Work task 1. Reproduce the post on Von Neumann's unbiased coin flip method in full, character for character.

Selected passage.

[Start of section]

I just wrote a code for Von Neumann's Unbiased Coin Flip Method, that should theoretically eliminate any bias in the random number generation process. More info can be found at (http://en.wikipedia.org/wiki/Fair_coin)

int unbiased_random_bit() {    
    int x1, x2, prev;
    prev = 2;
    x1 = rand() % 2;
    x2 = rand() % 2;

    for (;; x1 = rand() % 2, x2 = rand() % 2)
    {
        if (x1 ^ x2)      // 01 -> 1, or 10 -> 0.
        {
            return x2;        
        }
        else if (x1 & x2)
        {
            if (!prev)    // 0011
                return 1;
            else
                prev = 1; // 1111 -> continue, bias unresolved
        }
        else
        {
            if (prev == 1)// 1100
                return 0;
            else          // 0000 -> continue, bias unresolved
                prev = 0;
        }
    }
}

As the accepted answer indicates, "modulo bias" has its roots in the low value of RAND_MAX. He uses an extremely small value of RAND_MAX (10) to show that if RAND_MAX were 10, then you tried to generate a number between 0 and 2 using %, the following outcomes would result:

rand() % 3   // if RAND_MAX were only 10, gives
output of rand()   |   rand()%3
0                  |   0
1                  |   1
2                  |   2
3                  |   0
4                  |   1
5                  |   2
6                  |   0
7                  |   1
8                  |   2
9                  |   0

So there are 4 outputs of 0's (4/10 chance) and only 3 outputs of 1 and 2 (3/10 chances each).

[End of section]

Work task 2. Rewrite the records from their first line up to and including the line with "rough mask: <svg", substituting "points" for every "clicks" and changing nothing else.

Input material.
[Start of section]

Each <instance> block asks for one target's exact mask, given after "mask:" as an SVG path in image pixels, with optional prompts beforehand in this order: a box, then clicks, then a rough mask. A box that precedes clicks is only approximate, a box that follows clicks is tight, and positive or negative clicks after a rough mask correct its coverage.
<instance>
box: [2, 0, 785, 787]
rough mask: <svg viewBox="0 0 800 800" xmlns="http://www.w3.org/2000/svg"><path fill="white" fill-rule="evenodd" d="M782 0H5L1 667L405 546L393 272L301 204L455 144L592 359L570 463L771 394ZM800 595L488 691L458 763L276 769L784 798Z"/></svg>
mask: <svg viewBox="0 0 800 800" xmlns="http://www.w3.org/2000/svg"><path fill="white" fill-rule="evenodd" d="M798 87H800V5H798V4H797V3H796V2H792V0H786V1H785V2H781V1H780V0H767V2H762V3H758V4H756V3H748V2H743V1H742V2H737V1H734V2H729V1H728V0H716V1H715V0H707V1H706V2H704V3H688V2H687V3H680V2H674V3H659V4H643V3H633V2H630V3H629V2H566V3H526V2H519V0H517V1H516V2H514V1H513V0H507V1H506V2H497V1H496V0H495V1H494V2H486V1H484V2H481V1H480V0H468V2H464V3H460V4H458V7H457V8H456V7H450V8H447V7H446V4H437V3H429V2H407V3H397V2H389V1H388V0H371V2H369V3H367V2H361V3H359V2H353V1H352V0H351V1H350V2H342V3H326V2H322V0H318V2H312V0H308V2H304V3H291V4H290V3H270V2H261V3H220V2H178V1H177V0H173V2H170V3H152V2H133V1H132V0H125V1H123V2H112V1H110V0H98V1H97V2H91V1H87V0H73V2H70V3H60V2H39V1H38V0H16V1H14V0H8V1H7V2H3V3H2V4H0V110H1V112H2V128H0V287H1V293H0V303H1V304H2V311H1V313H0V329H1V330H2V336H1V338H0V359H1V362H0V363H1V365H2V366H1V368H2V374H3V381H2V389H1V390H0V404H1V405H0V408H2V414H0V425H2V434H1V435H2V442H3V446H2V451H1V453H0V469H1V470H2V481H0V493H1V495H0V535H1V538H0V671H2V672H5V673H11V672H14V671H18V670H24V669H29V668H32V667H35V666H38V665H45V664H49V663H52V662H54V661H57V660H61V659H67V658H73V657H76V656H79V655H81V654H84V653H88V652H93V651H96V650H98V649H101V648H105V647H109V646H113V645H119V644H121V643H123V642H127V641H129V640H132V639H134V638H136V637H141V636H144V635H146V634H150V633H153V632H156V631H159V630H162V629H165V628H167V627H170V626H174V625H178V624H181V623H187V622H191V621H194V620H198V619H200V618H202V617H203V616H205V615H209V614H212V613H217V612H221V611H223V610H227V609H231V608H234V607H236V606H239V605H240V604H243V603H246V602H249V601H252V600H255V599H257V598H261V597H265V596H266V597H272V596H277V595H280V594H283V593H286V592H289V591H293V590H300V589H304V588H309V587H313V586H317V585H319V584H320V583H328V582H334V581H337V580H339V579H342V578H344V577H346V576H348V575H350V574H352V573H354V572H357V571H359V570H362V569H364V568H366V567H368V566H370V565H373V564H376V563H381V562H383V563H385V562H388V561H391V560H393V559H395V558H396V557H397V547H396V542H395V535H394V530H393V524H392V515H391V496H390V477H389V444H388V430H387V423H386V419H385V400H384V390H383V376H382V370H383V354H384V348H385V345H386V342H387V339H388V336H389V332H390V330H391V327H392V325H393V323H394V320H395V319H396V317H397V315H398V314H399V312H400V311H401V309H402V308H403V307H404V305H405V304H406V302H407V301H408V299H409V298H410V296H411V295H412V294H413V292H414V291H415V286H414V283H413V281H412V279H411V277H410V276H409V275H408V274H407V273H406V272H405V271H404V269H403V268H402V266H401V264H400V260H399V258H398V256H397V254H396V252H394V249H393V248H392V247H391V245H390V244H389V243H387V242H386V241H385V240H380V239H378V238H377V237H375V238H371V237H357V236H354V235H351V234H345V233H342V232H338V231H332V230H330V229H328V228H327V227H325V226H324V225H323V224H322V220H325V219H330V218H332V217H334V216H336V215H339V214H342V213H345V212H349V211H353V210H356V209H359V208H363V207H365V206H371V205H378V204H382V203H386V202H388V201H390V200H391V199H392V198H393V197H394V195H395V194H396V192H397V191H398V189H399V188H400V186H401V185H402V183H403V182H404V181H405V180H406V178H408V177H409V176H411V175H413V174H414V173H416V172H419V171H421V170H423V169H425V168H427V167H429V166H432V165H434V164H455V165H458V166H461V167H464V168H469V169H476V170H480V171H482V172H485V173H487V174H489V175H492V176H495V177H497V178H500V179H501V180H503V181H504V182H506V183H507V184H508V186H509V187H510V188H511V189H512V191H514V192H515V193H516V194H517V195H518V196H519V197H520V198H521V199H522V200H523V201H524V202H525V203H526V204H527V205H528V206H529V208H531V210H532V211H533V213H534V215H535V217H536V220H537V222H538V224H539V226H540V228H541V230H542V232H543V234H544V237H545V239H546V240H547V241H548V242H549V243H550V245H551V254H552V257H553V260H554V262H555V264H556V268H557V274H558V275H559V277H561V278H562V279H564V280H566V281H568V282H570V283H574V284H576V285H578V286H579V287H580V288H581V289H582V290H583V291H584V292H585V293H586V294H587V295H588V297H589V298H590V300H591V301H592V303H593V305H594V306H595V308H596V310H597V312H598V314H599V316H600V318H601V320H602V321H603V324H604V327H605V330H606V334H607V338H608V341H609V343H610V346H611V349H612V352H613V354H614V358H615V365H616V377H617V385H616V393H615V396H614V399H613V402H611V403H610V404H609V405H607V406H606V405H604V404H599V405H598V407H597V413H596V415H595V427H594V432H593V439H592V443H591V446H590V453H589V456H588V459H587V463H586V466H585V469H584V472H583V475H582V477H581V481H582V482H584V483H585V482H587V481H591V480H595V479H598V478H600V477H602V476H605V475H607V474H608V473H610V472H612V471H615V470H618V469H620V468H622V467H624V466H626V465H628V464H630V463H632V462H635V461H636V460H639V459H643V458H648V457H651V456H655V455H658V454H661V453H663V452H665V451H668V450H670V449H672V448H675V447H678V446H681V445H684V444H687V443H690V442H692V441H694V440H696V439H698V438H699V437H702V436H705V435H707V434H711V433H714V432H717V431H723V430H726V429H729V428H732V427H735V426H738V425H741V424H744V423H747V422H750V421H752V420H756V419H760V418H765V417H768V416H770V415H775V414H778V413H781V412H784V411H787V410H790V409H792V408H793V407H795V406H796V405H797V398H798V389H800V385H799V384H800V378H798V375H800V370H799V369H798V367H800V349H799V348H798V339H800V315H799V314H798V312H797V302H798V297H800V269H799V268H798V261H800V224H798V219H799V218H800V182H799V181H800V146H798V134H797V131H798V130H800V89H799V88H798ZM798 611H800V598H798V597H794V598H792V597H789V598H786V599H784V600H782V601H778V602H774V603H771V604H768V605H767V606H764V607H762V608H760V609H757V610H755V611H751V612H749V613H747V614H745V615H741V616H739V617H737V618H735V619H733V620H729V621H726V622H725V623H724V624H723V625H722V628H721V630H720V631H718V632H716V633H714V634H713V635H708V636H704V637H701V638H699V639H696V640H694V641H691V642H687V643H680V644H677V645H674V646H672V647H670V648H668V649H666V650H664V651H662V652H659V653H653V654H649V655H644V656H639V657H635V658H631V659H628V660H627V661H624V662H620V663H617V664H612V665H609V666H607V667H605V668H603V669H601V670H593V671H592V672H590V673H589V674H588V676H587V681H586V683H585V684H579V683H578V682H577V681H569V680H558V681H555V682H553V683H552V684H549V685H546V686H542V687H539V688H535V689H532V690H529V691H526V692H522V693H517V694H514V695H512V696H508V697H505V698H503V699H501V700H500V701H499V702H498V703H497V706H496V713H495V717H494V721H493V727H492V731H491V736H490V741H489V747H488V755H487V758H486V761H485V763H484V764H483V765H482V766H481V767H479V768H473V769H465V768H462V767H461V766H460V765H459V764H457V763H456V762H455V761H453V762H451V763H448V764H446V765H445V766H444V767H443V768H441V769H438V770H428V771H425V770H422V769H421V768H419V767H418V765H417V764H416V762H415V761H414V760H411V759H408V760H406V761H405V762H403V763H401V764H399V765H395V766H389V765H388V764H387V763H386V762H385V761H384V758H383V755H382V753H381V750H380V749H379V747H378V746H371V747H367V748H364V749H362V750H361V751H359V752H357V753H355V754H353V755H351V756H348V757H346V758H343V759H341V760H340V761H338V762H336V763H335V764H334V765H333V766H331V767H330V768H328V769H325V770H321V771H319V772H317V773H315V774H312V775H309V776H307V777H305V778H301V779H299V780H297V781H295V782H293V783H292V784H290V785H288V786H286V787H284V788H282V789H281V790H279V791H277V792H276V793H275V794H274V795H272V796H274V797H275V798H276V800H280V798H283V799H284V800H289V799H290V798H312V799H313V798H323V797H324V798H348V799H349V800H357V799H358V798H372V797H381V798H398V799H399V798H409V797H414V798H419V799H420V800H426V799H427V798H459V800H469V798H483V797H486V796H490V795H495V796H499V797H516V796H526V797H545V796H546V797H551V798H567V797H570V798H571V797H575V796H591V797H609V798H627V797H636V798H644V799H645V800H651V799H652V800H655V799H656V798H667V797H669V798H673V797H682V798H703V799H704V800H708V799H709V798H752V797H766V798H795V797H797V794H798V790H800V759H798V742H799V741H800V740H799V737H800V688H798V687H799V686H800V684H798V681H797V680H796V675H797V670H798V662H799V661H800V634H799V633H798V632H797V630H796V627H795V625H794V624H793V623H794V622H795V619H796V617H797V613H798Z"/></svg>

[End of section]

Task solution 1.
I just wrote a code for Von Neumann's Unbiased Coin Flip Method, that should theoretically eliminate any bias in the random number generation process. More info can be found at (http://en.wikipedia.org/wiki/Fair_coin)

int unbiased_random_bit() {    
    int x1, x2, prev;
    prev = 2;
    x1 = rand() % 2;
    x2 = rand() % 2;

    for (;; x1 = rand() % 2, x2 = rand() % 2)
    {
        if (x1 ^ x2)      // 01 -> 1, or 10 -> 0.
        {
            return x2;        
        }
        else if (x1 & x2)
        {
            if (!prev)    // 0011
                return 1;
            else
                prev = 1; // 1111 -> continue, bias unresolved
        }
        else
        {
            if (prev == 1)// 1100
                return 0;
            else          // 0000 -> continue, bias unresolved
                prev = 0;
        }
    }
}

As the accepted answer indicates, "modulo bias" has its roots in the low value of RAND_MAX. He uses an extremely small value of RAND_MAX (10) to show that if RAND_MAX were 10, then you tried to generate a number between 0 and 2 using %, the following outcomes would result:

rand() % 3   // if RAND_MAX were only 10, gives
output of rand()   |   rand()%3
0                  |   0
1                  |   1
2                  |   2
3                  |   0
4                  |   1
5                  |   2
6                  |   0
7                  |   1
8                  |   2
9                  |   0

So there are 4 outputs of 0's (4/10 chance) and only 3 outputs of 1 and 2 (3/10 chances each).

Task solution 2.
Each <instance> block asks for one target's exact mask, given after "mask:" as an SVG path in image pixels, with optional prompts beforehand in this order: a box, then points, then a rough mask. A box that precedes points is only approximate, a box that follows points is tight, and positive or negative points after a rough mask correct its coverage.
<instance>
box: [2, 0, 785, 787]
rough mask: <svg viewBox="0 0 800 800" xmlns="http://www.w3.org/2000/svg"><path fill="white" fill-rule="evenodd" d="M782 0H5L1 667L405 546L393 272L301 204L455 144L592 359L570 463L771 394ZM800 595L488 691L458 763L276 769L784 798Z"/></svg>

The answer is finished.